WHAT THE EXERCISE ASKS: Output, word for word, every line from the line with "Reviewer check: make sure each instance of the bare tree carries" through the final line of the data below.

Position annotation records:
[start]
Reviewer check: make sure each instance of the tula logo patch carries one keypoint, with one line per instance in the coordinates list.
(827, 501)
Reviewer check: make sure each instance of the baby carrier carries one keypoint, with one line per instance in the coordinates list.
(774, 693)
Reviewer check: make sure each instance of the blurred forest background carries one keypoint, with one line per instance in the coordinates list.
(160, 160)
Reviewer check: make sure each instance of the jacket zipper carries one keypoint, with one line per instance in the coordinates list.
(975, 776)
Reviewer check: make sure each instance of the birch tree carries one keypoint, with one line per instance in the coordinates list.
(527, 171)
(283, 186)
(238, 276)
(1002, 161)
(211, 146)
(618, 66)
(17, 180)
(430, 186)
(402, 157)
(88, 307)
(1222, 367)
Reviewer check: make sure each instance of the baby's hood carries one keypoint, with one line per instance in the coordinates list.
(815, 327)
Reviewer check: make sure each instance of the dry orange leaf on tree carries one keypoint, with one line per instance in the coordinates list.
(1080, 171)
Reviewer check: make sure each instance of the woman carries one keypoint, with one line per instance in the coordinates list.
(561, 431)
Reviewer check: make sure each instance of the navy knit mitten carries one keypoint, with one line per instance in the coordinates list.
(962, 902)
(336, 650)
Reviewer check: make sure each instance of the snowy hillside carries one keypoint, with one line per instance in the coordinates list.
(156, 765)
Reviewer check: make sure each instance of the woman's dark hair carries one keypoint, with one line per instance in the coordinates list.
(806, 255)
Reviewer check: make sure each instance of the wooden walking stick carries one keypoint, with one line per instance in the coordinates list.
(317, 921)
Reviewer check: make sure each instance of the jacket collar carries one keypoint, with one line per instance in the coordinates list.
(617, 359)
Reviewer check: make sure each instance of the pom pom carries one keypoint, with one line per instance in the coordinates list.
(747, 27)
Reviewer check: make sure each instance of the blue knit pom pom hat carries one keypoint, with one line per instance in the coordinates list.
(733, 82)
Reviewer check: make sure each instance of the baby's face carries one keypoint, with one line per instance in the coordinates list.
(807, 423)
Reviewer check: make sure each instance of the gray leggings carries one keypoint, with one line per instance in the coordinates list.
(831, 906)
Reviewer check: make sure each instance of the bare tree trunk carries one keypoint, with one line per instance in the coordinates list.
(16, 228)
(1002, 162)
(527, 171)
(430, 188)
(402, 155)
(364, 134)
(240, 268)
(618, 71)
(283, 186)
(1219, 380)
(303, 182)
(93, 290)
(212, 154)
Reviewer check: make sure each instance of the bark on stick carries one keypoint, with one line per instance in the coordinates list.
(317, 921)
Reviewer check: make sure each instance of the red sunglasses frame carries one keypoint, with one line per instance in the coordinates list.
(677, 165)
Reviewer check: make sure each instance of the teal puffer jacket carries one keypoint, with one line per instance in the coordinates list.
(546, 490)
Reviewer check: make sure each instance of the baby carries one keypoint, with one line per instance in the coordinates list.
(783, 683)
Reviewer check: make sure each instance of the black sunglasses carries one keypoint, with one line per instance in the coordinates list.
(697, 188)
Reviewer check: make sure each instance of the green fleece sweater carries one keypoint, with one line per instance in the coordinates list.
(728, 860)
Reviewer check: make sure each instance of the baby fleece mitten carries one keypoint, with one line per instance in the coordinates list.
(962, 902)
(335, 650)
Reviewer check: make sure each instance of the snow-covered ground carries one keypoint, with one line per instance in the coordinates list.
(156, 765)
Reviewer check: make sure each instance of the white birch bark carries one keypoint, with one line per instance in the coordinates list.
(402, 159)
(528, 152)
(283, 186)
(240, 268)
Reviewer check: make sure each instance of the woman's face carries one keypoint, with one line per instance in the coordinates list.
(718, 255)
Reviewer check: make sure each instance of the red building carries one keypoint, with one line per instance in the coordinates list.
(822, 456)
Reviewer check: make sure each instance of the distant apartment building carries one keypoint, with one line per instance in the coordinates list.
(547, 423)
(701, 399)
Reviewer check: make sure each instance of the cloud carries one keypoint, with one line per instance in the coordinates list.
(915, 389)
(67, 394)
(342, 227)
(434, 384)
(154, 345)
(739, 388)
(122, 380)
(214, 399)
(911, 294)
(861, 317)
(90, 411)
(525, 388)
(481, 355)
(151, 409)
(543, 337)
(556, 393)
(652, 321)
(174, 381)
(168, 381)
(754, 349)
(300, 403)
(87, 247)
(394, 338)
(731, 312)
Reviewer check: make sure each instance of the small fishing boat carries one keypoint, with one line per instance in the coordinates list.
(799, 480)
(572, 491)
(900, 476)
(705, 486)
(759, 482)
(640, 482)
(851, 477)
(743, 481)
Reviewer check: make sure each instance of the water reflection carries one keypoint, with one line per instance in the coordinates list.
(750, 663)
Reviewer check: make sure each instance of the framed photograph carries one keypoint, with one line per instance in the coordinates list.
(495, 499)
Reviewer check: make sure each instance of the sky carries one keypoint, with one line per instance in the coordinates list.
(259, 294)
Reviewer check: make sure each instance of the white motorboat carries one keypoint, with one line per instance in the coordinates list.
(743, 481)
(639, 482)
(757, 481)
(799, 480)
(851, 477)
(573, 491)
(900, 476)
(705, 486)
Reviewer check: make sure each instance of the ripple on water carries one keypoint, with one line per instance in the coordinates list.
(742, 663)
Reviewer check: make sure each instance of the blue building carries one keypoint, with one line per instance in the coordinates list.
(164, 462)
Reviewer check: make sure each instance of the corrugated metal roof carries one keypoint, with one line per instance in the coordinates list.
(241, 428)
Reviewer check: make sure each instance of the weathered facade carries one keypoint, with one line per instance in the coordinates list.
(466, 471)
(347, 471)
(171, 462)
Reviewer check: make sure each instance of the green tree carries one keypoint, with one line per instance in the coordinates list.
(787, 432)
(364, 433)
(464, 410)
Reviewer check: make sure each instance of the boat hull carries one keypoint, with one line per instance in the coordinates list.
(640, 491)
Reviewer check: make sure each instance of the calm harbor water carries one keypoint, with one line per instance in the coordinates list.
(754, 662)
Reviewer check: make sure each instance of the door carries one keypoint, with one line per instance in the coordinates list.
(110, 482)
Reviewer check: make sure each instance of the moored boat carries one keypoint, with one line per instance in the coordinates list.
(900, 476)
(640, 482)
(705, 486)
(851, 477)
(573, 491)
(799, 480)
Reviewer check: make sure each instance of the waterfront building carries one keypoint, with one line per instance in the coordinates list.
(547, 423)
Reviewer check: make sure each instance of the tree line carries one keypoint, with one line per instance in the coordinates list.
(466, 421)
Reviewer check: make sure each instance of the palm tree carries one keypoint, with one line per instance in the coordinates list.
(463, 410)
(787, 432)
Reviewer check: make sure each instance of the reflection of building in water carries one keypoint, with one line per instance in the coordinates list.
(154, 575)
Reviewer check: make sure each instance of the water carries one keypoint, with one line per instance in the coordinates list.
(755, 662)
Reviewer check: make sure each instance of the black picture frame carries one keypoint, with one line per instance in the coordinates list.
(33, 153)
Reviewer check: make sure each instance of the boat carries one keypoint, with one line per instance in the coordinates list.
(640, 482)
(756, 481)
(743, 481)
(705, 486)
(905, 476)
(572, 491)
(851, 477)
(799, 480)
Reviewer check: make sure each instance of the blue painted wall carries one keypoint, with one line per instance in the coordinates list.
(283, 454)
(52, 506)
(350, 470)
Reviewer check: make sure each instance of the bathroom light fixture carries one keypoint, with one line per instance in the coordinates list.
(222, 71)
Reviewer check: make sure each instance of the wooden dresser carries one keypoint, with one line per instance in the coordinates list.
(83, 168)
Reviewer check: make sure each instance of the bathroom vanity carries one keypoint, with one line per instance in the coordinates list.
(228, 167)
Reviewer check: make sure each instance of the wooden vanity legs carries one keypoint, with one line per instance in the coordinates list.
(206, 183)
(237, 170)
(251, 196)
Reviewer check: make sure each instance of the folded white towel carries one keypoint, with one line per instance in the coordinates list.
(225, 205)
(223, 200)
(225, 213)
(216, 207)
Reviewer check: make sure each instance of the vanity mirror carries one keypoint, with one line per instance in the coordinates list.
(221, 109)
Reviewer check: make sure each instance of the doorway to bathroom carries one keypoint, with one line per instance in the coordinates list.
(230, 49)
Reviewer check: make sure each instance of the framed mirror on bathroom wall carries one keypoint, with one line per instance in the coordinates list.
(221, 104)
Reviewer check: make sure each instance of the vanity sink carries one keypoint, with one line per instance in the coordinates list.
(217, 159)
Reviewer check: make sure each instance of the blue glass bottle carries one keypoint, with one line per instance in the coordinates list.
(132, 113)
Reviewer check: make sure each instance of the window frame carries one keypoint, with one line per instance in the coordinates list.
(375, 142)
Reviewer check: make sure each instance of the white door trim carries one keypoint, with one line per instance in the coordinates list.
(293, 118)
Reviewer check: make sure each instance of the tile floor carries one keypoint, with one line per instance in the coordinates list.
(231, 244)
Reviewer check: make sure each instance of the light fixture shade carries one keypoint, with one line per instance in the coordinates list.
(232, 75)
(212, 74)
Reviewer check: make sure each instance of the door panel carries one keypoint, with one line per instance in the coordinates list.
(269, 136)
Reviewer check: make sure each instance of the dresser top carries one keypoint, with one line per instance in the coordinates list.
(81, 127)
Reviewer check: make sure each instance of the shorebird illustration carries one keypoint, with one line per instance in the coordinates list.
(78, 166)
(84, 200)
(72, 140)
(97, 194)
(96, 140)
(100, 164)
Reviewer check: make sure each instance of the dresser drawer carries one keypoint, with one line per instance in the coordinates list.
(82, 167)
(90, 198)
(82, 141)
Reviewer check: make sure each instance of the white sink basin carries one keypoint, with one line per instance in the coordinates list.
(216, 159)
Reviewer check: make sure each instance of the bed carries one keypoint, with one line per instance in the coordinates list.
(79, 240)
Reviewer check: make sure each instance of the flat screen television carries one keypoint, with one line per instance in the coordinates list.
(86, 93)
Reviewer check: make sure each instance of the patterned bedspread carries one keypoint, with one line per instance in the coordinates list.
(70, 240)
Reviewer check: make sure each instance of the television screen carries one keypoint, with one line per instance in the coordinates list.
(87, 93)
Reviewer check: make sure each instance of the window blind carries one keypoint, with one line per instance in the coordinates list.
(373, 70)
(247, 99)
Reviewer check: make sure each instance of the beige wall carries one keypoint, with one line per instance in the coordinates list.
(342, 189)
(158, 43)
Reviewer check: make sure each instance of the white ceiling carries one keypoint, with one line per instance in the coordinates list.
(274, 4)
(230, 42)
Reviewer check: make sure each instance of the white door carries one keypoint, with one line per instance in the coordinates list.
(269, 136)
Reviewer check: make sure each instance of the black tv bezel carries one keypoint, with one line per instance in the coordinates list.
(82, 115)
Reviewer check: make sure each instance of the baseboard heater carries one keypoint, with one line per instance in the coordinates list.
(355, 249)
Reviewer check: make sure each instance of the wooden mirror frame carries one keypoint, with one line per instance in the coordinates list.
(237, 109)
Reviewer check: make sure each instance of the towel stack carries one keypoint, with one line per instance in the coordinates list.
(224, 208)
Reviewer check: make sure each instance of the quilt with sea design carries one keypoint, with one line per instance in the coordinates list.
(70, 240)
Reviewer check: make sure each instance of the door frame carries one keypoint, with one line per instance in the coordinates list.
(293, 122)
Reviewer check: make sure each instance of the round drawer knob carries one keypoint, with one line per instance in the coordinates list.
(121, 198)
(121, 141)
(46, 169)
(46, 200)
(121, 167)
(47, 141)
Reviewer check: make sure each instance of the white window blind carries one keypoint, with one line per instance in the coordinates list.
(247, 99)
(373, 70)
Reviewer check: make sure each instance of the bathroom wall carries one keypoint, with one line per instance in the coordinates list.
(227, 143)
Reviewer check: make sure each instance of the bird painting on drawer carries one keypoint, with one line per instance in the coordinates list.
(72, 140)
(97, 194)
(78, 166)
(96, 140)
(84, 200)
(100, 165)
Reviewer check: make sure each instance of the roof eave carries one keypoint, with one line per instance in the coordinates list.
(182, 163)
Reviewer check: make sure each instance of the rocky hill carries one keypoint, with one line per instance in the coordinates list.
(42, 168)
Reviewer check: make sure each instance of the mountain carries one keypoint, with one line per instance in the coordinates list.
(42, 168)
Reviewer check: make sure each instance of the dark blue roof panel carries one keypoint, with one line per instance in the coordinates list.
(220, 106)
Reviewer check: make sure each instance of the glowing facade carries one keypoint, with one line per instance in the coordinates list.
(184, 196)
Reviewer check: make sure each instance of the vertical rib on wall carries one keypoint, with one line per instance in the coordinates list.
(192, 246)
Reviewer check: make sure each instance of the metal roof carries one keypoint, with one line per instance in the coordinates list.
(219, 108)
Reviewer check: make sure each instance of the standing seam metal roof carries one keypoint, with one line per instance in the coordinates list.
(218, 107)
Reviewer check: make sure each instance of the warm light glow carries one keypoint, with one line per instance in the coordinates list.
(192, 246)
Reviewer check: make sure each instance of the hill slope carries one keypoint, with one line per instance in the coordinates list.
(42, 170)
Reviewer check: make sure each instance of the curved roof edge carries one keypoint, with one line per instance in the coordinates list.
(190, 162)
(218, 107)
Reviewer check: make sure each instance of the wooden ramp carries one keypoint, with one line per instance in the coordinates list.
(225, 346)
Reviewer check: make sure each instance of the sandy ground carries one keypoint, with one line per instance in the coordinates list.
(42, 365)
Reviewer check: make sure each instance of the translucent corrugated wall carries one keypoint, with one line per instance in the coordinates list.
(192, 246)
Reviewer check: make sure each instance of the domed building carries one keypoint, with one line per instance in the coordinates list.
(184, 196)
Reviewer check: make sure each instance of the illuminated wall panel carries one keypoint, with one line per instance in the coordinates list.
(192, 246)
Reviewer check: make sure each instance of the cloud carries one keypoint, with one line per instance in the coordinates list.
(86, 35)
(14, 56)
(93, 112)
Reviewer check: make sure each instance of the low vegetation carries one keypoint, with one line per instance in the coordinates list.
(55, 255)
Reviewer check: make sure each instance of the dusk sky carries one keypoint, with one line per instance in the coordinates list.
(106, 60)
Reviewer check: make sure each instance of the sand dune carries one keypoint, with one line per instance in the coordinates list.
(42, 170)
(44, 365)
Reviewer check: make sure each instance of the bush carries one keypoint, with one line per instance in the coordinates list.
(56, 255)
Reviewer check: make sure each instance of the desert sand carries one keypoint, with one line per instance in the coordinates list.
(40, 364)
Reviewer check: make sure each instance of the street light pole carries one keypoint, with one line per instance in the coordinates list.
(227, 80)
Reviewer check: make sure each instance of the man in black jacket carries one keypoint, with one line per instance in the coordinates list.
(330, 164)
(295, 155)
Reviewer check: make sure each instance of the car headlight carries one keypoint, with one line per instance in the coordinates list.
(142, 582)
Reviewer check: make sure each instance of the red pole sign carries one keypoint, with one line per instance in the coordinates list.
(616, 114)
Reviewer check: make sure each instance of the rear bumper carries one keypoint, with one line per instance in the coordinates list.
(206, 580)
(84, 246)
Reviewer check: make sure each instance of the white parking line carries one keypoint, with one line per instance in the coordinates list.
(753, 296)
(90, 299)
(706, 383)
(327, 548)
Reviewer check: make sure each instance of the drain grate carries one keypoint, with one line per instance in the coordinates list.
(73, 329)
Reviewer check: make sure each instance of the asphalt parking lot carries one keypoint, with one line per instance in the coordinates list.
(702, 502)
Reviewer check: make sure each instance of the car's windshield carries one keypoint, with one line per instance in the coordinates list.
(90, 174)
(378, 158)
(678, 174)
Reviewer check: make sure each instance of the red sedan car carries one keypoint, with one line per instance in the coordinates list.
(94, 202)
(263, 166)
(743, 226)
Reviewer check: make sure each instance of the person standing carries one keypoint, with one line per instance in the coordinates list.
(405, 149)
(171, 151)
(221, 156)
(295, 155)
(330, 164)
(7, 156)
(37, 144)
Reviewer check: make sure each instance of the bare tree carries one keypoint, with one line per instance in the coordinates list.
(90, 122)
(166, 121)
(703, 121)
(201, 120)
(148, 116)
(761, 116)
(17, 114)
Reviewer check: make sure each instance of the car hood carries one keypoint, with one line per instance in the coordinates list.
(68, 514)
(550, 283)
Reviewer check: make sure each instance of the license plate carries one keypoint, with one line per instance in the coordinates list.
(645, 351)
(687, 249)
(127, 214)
[end]
WRITTEN RESPONSE:
Reviewer check: make sure each instance of the bare tree carries one keypoint, with one line per instance in the coordinates list.
(90, 122)
(166, 121)
(703, 121)
(201, 120)
(148, 116)
(761, 116)
(17, 114)
Reviewer check: make sure each instance of the car hood carries one keypoint, with one line per instance in the coordinates list.
(68, 514)
(550, 283)
Reviewer check: make sure each instance of the license plate carries one keypoint, with one line per instance in the coordinates list.
(645, 351)
(687, 249)
(127, 214)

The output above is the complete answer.